» TEXT TO READ:
|Jerome Rothenberg was born in New York City in 1931. He graduated from
the City College of New York in 1952 and the following year received a
Master's Degree in Literature from the University of Michigan.
In 1958 Rothenberg founded Hawk's Well Press, which published early works by Robert Kelly, Diane Wakoski, Armand Schwerner, and Rochelle Owens, as well as Rothenberg's first book of poems, White Sun Black Sun. As an adjunct to these activities, Rothenberg edited the magazine Poems from the Floating World.
Rothenberg's concern for the relationship between "primitive" and modern poetry led to the development of an anthology of primitive and archaic poetry, Technicians of the Sacred (1968). This work attempted to redefine the range of primitive poetry, presenting not only words of songs, but picture poems, sound poetry, naming poems, dreams and visions and scenarios of ritual-events. With the completion of this work, Rothenberg directed his attention to ethnopoetics and began a study of Senecan Indian songs at the the Allegheny Reservation in Steamburg, New York.

» SUPPLIED MATERIAL:

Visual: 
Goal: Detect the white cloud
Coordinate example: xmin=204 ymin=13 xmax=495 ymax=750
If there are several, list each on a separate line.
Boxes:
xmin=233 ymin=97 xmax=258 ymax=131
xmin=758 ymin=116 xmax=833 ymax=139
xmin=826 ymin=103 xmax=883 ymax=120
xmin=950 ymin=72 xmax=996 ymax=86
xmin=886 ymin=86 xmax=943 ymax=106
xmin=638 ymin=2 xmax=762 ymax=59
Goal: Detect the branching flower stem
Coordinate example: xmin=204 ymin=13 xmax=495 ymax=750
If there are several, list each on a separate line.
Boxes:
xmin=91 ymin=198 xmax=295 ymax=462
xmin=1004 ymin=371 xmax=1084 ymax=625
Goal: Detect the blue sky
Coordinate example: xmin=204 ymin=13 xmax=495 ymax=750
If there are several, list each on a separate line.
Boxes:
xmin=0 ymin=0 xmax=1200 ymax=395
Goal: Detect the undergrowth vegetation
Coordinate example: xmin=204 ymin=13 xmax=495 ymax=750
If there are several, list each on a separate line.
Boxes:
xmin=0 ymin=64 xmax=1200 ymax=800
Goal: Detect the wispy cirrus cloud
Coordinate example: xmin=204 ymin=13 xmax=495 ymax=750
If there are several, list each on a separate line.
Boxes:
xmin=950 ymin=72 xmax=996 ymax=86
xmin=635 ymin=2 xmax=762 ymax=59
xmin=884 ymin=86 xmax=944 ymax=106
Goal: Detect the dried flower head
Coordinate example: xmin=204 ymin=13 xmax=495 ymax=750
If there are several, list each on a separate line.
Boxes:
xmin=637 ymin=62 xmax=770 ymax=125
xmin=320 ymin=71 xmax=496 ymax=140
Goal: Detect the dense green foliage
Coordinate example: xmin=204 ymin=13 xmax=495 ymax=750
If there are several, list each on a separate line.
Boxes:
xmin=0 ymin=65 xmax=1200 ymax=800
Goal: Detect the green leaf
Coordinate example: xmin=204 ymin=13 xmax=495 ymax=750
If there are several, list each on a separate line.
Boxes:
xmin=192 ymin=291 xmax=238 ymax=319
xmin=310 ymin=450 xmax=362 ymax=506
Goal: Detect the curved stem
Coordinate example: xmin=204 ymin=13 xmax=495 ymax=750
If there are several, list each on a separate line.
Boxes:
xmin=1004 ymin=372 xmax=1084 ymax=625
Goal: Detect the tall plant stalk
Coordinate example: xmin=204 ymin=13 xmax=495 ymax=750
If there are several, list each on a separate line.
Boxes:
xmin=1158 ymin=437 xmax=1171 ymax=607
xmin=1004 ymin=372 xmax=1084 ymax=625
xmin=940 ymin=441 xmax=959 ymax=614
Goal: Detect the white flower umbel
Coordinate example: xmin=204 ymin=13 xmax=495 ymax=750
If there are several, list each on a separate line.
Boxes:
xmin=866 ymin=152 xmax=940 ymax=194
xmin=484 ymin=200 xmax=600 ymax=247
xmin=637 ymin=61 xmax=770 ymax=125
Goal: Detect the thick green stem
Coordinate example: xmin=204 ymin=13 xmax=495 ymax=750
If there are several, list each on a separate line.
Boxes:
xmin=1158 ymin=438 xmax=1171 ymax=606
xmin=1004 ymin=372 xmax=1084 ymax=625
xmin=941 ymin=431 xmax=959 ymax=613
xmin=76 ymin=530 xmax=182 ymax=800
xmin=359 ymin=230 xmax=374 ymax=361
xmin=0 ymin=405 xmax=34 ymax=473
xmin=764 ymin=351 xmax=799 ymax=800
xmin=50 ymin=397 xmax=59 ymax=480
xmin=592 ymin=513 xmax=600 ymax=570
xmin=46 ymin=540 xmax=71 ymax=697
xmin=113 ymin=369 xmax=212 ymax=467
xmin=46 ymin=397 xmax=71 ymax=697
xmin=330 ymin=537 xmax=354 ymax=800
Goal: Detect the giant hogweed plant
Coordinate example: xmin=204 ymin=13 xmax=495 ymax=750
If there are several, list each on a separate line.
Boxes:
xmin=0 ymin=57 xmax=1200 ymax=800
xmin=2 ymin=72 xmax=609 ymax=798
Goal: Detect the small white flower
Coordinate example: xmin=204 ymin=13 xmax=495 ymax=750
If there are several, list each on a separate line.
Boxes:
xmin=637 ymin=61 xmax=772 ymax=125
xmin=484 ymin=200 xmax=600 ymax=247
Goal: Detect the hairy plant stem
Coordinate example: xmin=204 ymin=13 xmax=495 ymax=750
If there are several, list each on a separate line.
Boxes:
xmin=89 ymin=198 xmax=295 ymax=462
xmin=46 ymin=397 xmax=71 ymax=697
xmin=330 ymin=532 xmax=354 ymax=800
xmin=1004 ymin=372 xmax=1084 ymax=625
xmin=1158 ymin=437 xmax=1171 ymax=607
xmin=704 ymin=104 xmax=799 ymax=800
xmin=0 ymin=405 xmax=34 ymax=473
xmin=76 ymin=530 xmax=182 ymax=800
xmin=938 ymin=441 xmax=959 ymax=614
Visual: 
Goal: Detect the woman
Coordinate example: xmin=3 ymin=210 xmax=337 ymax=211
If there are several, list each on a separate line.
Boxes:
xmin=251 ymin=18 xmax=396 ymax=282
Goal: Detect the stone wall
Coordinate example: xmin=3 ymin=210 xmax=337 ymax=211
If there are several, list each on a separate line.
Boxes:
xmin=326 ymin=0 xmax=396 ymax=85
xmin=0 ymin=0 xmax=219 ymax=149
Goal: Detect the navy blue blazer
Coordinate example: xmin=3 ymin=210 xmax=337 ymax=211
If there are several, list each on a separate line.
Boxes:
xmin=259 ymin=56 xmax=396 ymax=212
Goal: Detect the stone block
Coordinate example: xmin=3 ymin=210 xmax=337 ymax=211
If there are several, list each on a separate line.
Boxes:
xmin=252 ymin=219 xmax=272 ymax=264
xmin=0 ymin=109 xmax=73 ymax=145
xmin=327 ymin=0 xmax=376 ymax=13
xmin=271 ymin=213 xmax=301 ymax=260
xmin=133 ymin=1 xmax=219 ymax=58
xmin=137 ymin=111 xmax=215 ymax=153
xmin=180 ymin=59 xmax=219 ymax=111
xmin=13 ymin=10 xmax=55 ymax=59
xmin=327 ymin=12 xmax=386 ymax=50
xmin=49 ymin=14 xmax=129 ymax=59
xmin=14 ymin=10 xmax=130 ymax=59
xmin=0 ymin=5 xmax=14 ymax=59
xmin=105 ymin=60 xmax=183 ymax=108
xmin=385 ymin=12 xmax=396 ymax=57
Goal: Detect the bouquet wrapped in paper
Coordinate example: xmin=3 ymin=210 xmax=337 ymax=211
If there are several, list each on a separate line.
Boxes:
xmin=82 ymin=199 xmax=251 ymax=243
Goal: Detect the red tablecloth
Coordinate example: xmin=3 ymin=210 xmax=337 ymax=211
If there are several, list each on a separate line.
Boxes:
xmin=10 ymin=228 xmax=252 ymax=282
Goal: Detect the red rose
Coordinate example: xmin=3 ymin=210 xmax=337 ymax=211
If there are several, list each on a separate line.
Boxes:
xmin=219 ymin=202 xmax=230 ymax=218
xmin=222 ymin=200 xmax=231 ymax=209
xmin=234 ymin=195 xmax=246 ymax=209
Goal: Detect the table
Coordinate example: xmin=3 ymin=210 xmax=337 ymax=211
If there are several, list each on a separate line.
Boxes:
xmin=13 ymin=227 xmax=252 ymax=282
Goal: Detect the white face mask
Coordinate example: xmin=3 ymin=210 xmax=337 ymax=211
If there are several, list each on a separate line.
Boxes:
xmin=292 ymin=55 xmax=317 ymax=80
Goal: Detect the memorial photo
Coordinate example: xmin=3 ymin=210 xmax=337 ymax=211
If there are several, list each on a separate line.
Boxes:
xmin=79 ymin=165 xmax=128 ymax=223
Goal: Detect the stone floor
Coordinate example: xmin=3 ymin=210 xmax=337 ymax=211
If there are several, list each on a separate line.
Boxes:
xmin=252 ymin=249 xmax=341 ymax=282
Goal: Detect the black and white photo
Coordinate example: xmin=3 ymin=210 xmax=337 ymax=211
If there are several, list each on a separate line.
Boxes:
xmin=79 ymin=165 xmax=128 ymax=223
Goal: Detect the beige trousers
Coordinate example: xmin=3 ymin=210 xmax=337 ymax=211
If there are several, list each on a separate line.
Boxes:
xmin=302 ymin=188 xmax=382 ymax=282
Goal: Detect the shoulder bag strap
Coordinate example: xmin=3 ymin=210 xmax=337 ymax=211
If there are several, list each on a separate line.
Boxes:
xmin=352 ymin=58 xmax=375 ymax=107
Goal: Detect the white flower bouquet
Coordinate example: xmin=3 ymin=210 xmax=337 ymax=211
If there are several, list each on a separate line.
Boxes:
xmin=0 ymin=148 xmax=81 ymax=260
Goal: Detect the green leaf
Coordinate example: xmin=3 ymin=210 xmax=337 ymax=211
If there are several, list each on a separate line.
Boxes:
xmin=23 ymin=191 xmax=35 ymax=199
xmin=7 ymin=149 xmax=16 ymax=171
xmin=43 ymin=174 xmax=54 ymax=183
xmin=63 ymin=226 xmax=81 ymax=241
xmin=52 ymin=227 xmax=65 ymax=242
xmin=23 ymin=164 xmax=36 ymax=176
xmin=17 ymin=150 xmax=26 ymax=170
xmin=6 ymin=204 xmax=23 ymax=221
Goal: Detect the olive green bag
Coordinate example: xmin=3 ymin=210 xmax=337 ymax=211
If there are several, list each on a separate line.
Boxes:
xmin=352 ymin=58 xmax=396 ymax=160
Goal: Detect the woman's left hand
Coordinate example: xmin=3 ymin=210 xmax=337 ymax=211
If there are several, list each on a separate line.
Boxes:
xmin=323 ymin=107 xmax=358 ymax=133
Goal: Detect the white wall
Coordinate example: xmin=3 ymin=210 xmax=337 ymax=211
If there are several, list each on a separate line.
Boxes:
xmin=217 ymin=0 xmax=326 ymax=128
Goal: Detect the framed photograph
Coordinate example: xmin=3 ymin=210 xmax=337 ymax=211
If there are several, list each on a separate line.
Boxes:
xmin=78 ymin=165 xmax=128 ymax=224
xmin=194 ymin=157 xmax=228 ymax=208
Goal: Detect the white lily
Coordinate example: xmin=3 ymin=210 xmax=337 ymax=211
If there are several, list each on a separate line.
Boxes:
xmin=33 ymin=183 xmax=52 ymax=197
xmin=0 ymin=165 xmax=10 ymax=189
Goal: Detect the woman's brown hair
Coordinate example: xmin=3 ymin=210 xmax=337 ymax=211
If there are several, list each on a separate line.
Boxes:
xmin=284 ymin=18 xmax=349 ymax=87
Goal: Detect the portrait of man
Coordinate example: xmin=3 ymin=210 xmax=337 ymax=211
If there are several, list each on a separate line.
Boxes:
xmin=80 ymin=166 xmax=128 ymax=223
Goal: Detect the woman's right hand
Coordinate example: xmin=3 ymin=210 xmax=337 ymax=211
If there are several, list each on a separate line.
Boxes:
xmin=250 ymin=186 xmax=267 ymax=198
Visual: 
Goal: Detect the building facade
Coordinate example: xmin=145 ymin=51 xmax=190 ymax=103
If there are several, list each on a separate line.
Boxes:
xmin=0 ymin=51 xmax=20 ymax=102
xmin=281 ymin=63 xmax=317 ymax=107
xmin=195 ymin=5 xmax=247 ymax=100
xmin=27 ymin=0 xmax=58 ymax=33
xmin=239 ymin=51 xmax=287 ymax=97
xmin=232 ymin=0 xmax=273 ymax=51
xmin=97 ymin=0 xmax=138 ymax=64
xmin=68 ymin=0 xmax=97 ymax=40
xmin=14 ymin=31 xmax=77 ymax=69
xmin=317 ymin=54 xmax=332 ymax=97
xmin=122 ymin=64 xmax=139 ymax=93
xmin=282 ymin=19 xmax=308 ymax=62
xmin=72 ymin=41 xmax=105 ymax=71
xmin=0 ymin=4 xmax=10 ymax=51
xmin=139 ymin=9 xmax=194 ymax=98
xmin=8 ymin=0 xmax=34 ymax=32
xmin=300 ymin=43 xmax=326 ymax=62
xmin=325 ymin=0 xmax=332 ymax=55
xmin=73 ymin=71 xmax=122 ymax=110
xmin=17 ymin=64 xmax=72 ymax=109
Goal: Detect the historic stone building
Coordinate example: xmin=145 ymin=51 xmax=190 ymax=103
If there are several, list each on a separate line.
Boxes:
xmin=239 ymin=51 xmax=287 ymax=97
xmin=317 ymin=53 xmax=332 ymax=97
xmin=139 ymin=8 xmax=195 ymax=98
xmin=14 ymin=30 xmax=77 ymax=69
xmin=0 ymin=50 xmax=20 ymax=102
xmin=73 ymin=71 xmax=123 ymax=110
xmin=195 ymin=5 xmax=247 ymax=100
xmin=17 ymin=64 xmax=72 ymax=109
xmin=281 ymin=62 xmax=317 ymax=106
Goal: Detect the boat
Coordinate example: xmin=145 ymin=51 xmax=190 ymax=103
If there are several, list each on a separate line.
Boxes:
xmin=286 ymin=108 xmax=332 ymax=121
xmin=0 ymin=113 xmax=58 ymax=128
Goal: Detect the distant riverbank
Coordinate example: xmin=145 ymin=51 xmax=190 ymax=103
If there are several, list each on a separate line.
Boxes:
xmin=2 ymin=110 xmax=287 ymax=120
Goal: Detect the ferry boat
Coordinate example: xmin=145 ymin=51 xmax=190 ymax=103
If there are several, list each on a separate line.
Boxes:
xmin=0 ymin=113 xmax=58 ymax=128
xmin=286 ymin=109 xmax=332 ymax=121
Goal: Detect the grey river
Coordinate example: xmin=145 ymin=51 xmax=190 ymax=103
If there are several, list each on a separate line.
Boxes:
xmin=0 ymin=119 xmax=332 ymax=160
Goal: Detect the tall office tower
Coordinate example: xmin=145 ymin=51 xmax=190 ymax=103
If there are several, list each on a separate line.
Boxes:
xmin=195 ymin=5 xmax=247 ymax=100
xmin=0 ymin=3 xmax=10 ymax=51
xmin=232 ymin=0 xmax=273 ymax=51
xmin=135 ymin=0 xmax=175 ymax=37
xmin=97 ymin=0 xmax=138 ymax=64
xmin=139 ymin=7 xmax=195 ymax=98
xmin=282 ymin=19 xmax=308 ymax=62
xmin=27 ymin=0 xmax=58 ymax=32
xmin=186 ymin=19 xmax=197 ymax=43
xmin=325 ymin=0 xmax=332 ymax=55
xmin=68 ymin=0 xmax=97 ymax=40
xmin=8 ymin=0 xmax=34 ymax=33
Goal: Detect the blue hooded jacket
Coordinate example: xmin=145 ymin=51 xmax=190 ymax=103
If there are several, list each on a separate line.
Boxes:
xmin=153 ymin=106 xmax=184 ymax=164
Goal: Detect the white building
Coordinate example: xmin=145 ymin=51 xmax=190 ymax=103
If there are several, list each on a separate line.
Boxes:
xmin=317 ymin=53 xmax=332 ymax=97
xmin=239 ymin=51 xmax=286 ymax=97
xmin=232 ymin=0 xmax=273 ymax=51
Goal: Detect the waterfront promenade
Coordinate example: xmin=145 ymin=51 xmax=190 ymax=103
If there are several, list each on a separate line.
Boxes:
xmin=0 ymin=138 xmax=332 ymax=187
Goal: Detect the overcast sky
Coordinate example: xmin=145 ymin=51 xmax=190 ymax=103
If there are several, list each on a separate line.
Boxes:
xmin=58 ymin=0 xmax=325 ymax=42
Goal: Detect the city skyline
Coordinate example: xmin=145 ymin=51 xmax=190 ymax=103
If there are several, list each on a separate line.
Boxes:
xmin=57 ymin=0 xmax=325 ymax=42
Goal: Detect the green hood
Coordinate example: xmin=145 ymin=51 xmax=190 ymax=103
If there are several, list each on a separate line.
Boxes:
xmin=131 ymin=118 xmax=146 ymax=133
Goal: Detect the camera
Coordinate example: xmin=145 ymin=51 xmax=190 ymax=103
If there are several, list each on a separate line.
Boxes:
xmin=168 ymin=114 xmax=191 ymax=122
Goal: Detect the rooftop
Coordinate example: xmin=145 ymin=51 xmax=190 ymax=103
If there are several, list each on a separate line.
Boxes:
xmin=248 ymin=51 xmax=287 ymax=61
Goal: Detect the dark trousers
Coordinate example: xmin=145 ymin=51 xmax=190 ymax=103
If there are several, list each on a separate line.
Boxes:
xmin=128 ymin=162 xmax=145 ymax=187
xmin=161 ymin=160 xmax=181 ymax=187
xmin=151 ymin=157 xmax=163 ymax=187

» PROBLEMS TO WORK ON:
(a) Answer each question from the text about Jerome Rothenberg, one line per answer, marked the same way:
(i) In what year did he graduate from the City College of New York?
(ii) What press did he found in 1958?
(iii) What is the title of his 1968 anthology of primitive and archaic poetry?
(b) Repeat word for word the part of the text about Jerome Rothenberg that opens with the words containing "In 1958 Rothenberg" and closes with "Steamburg, New York.".
(c) Pick up the text about Jerome Rothenberg's life after its final sentence and carry it on.

» ANSWERS FOR THE TASKS:
(a)
(i) 1952
(ii) Hawk's Well Press
(iii) Technicians of the Sacred

(b)
In 1958 Rothenberg founded Hawk's Well Press, which published early works by Robert Kelly, Diane Wakoski, Armand Schwerner, and Rochelle Owens, as well as Rothenberg's first book of poems, White Sun Black Sun. As an adjunct to these activities, Rothenberg edited the magazine Poems from the Floating World.
Rothenberg's concern for the relationship between "primitive" and modern poetry led to the development of an anthology of primitive and archaic poetry, Technicians of the Sacred (1968). This work attempted to redefine the range of primitive poetry, presenting not only words of songs, but picture poems, sound poetry, naming poems, dreams and visions and scenarios of ritual-events. With the completion of this work, Rothenberg directed his attention to ethnopoetics and began a study of Senecan Indian songs at the the Allegheny Reservation in Steamburg, New York.

(c)
In 1968 Rothenberg received a grant from the Wenner-Gren Foundation in Anthropological Research to conduct a two-part experiment in the translation of American Indian poetry. The project involved a collaborative translation between Rothenberg and Seneca songmen and the translation of a series of Navajo horse-blessing songs. In this effort, Rothenberg began to develop an approach he termed "total translation," meaning that he accounted in the English version for every element in the original language, including the so-called "meaningless" vocables, word distortions and redundancies. This close study and involvement with American Indian poetry and ritual promoted the development of Rothenberg's next anthology, Shaking the Pumpkin: Traditional Poetry of the Indian North Americas (1972).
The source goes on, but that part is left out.